====== EXTRACT
Assembly Cofactors of HIV-1: Impact Summary

This research aims to identify new HIV-1 assembly cofactors, leading to insights into the mechanism of HIV-1 assembly and infectious virion production, and opportunities to subvert this process. As this is an early-stage investigation into identifying novel cell-encoded factors, whilst the scientific impact made during the course of the funding period is likely to be considerable, the economic, health and societal benefits will be realised after the funding period ends.

HIV-1 is typically managed clinically with a lifetime course of highly-active antiretroviral treatment (HAART). This mixture of antiretroviral drugs aims to inhibit viral replication whilst minimising evolution of drug resistance. The latter aim is achieved by designing a regimen that targets multiple viral lifecycle stages. Nevertheless, viruses that have developed resistance to multiple drugs are frequently seen. When effective, this treatment limits replication of the virus but does not eradicate it, as HIV-1 enters a latent phase and cessation of treatment almost always results in a rapid rebound of viral load.

Cellular cofactors necessary for the HIV-1 lifecycle are potential drug targets, and identification of new assembly cofactors will suggest targets for interfering with HIV-1 assembly, which is currently not targeted pharmaceutically. Additionally, a better scientific understanding of assembly, and the ability to interfere in this process, may be one component in developing future novel treatment strategies. A very active avenue of current research is into 'shock and kill' strategies, whereby latent HIV-1 is reactivated in the presence of HAART, killing latently infected cells while preventing reinfection. Developing 'cures' for HIV-1 infection would be highly beneficial to patients, as well as providing significant economic benefit to the NHS where it is estimated that lifetime HAART costs ~£1m.
============
====== EXTRACTED DATA
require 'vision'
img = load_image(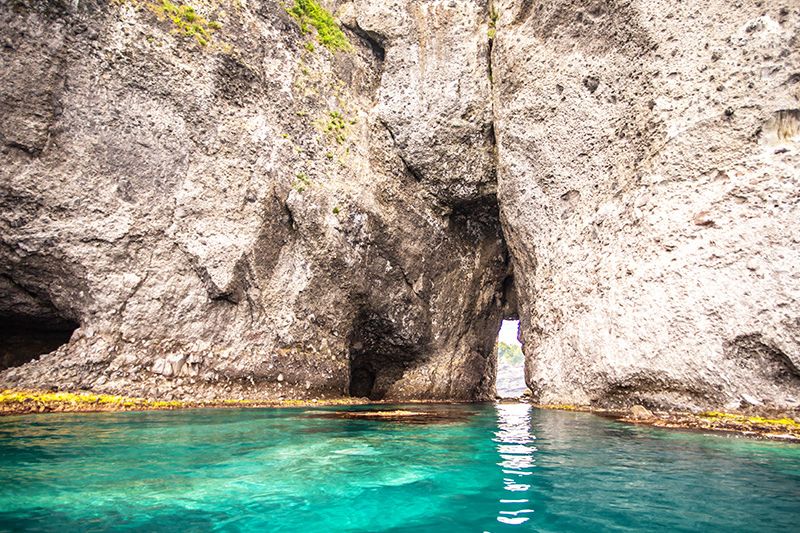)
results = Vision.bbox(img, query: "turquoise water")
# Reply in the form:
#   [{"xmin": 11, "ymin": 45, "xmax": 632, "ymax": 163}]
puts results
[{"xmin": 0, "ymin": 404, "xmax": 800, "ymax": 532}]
============
====== EXTRACTED DATA
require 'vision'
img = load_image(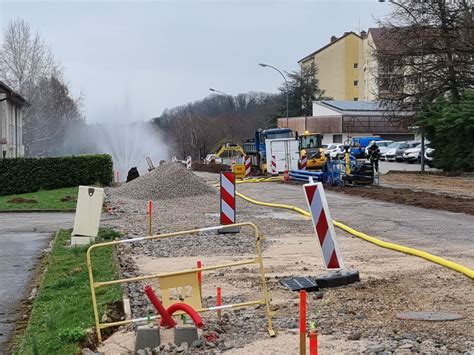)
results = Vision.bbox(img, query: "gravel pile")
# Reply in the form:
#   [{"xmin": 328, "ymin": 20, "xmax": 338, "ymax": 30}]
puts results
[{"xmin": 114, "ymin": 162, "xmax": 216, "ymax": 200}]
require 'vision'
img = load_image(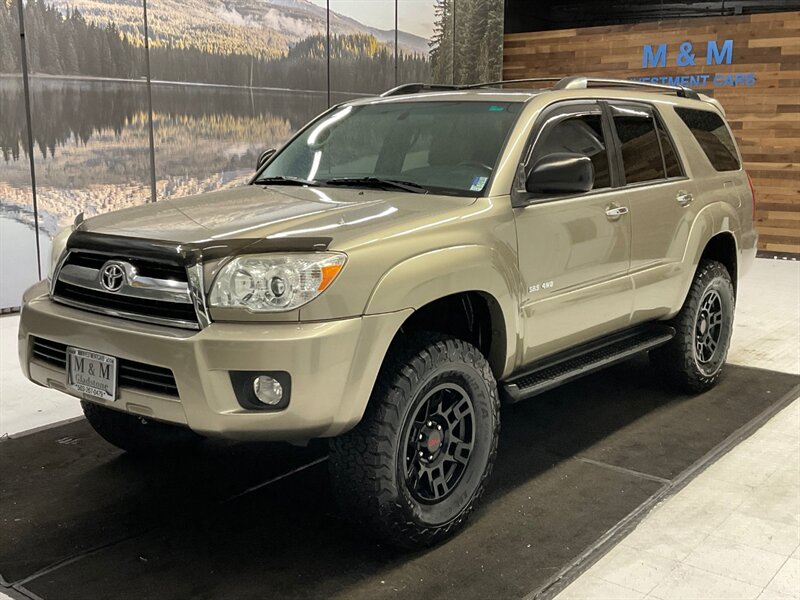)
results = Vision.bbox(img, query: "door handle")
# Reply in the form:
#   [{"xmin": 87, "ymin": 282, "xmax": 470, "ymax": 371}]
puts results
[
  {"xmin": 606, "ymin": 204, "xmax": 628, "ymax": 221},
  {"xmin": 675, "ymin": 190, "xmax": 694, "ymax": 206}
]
============
====== EXTRACTED DATA
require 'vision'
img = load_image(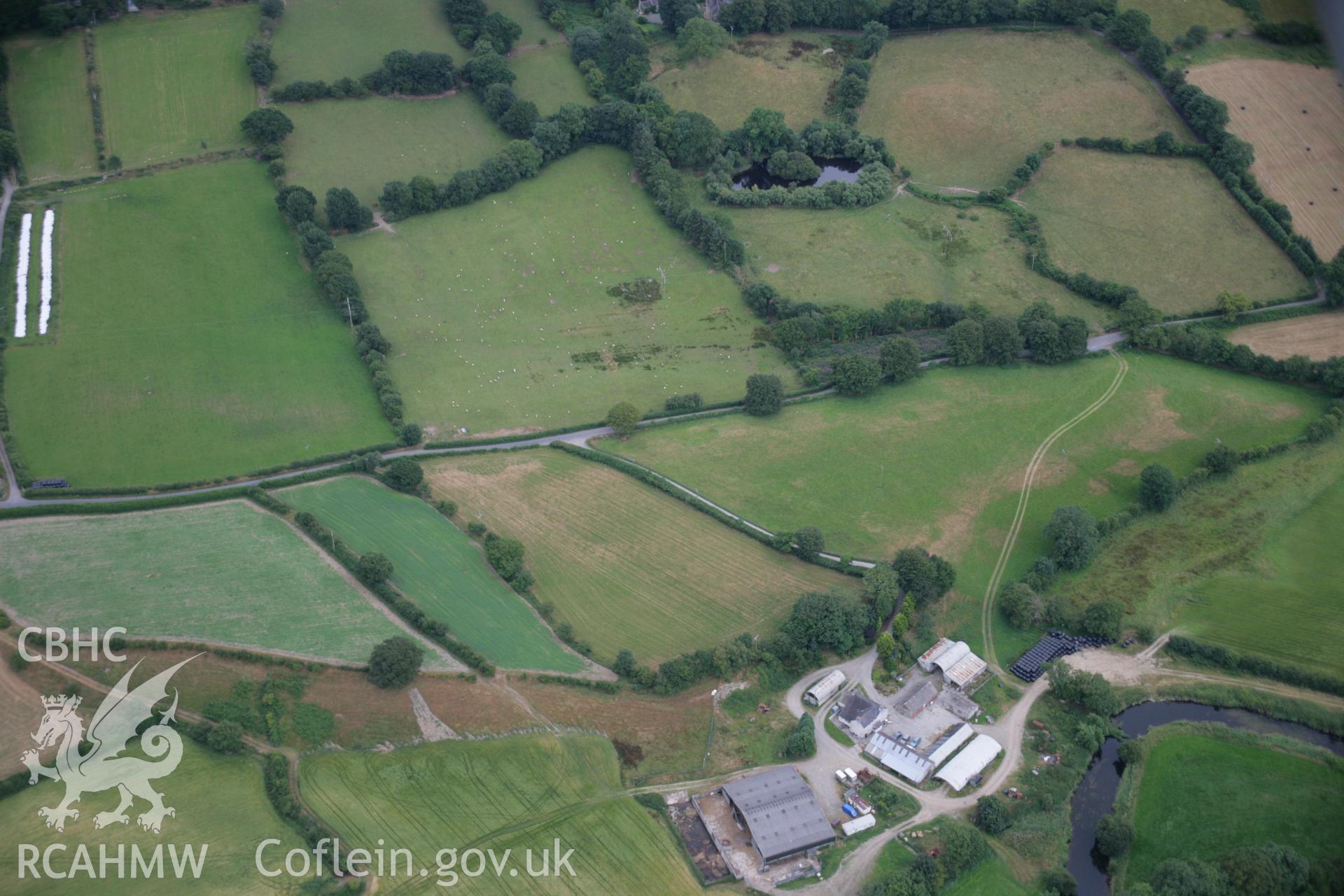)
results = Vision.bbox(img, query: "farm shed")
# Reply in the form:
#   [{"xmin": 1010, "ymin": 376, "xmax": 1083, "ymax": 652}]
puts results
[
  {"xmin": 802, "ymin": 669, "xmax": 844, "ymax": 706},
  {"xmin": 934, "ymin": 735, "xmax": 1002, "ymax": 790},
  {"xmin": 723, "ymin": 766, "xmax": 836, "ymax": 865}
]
============
DIRECTIONS | Resume the impact summary on HIV-1 assembly cofactors, starting after its final sentence. You will not need any of the lines.

RESPONSE AREA |
The potential beneficiaries of this research are pharmaceutical companies, clinicians treating HIV-1/AIDS, HIV-1-infected patients and scientific researchers. Private sector pharmaceutical companies are best placed to design and develop drugs that target identified cofactors, by utilising their extensive R&D expertise. As mentioned above, drugs interfering with assembly may be useful as part of improved HAART regimens, particularly where drug resistance is problematic, and research into assembly processes may be useful to develop reactivation-based therapies for augmenting currently envisioned cure treatments. There is worldwide demand for antiretroviral drugs, so pharmaceutical companies have the opportunity to benefit significantly economically. A wider variety of available antiviral drugs will also help clinicians in treating drug-resistant virus strains, improving the ability of the NHS to care for patients. HIV-1-infected patients have the potential to see the greatest health and quality-of-life benefits from this research. Capitalising on future scientific discoveries to develop protocols for curing HIV-1 infections, while ambitious, would also have massive health and wealth benefits.

The researcher working directly on the project (Dr Sobala) will develop further his laboratory skills in the molecular genetic, biochemical and cell biological analysis of virus replication. This combination of methodologies, with its significant inclusion of cutting-edge next generation sequencing, proteomic and bioinformatic approaches will provide Dr Sobala with the expertise to advance his scientific career. Similarly, greater familiarity with these technologies has the potential to benefit a number of our colleagues working on related projects; the publication of developed methods will benefit researchers worldwide; and dissemination of novel research tools will facilitate lab-based investigations of HIV-1 biology.